◆ **Activity**
Return the records exactly, with nothing added.

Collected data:
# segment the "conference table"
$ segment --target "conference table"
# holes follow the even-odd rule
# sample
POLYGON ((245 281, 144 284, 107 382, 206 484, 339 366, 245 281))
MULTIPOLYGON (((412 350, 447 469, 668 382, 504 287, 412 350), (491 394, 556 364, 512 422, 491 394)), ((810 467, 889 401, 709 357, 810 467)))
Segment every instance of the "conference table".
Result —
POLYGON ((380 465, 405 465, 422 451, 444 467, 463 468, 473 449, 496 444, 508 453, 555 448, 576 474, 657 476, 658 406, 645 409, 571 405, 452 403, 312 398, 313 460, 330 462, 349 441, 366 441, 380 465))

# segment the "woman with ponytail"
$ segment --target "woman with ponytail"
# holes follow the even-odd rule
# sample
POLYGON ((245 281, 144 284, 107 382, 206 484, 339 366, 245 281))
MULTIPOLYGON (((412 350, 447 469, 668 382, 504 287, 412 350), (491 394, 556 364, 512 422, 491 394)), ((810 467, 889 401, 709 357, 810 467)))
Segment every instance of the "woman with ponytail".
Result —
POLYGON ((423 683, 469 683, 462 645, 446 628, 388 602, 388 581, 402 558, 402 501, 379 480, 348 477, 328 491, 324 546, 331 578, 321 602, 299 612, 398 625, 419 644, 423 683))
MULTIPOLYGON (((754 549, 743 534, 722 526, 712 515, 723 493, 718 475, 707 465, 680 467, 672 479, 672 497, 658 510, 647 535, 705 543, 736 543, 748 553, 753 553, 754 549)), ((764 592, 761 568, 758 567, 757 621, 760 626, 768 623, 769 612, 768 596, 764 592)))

◆ **Your solution**
# segment the "conference table"
$ segment --target "conference table"
# holes follow the even-odd rule
# sample
POLYGON ((245 281, 144 284, 107 382, 206 484, 339 366, 245 281))
MULTIPOLYGON (((412 350, 447 469, 668 382, 504 287, 412 350), (491 394, 556 364, 512 422, 491 394)), ((810 467, 889 401, 709 357, 810 467)))
Segment every instance of the "conference table".
Result —
POLYGON ((380 465, 405 465, 422 451, 444 467, 463 468, 473 449, 496 444, 508 453, 555 448, 576 474, 657 476, 658 406, 645 409, 571 405, 452 403, 312 398, 313 460, 330 462, 349 441, 366 441, 380 465))

# segment the "woman with ponytail"
$ segment --target "woman with ponytail"
# holes follow the even-odd rule
# sample
POLYGON ((245 281, 144 284, 107 382, 206 484, 339 366, 245 281))
MULTIPOLYGON (((412 350, 447 469, 668 382, 504 287, 412 350), (491 394, 556 364, 512 422, 491 394)), ((810 467, 889 401, 709 357, 810 467)))
Segment every instance of the "woman with ponytail".
Result —
POLYGON ((423 683, 469 683, 462 645, 446 628, 388 602, 388 581, 402 558, 402 501, 379 480, 348 477, 328 491, 324 546, 331 578, 321 602, 299 612, 398 625, 419 644, 423 683))
MULTIPOLYGON (((754 549, 743 534, 722 526, 712 515, 723 493, 718 475, 707 465, 680 467, 672 479, 672 497, 658 510, 647 535, 705 543, 736 543, 748 553, 753 553, 754 549)), ((764 592, 761 568, 758 567, 757 621, 760 626, 768 623, 769 612, 768 596, 764 592)))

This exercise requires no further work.